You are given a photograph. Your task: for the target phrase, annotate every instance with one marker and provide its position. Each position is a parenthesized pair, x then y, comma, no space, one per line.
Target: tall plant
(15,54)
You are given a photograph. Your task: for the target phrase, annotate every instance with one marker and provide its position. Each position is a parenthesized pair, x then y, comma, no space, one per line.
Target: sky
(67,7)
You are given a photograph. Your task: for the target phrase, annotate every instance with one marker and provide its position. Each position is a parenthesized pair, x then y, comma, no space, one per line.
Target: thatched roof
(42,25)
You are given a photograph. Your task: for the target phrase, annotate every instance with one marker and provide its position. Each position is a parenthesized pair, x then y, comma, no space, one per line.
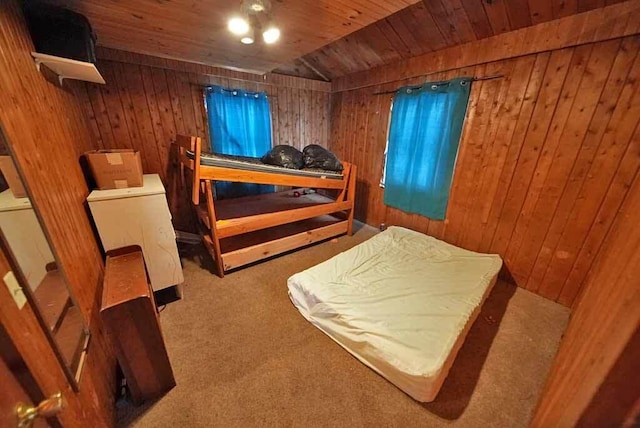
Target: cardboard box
(115,169)
(10,174)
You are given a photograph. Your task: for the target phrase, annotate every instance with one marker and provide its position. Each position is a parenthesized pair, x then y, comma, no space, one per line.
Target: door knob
(26,414)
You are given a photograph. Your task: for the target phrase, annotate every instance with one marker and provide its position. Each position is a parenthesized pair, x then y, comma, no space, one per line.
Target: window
(239,124)
(424,135)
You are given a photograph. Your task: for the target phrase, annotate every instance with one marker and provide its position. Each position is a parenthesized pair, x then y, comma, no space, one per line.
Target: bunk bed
(240,231)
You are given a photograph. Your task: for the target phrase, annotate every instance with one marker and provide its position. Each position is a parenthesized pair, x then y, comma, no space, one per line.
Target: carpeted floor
(243,356)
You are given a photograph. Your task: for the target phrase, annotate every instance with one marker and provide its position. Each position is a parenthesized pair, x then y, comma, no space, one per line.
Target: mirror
(36,270)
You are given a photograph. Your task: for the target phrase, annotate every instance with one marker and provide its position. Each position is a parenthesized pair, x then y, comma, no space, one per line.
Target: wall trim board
(611,22)
(274,79)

★ ★ ★ ★ ★ ★ ★

Task requirements: Once the line that contains "Target: window" is found, please give it again exactly, along with each line that comes after it, through the last line of the entries.

Output of the exercise:
Target: window
(239,124)
(424,135)
You are given a photograph. Your task: for the target phrase, annotate every instance with one marker and provide its position. Each position is a parenthesized pair, x then y, comma, no space, one per line.
Target: bunk bed
(240,231)
You are given a photograph. Your task: for the target phrase, annotate every instance with one marker and provide its position. Each position is a parenthesized pair, x then y, comma, no space, one per line.
Target: carpeted floor
(243,356)
You are given a photograph. Your task: for the target phrase, annotate every instance with one marker and provide its position. Each position is a parenthesized pair, x then y, comma, no space, one per line.
Target: mirror
(36,270)
You are given a photograph. Your task: for the target phrase, annotate every instance with one marker and provide its position. Each position is a parenthesized pair, x then y, comma, no space, one per line.
Target: wall trim board
(611,22)
(274,79)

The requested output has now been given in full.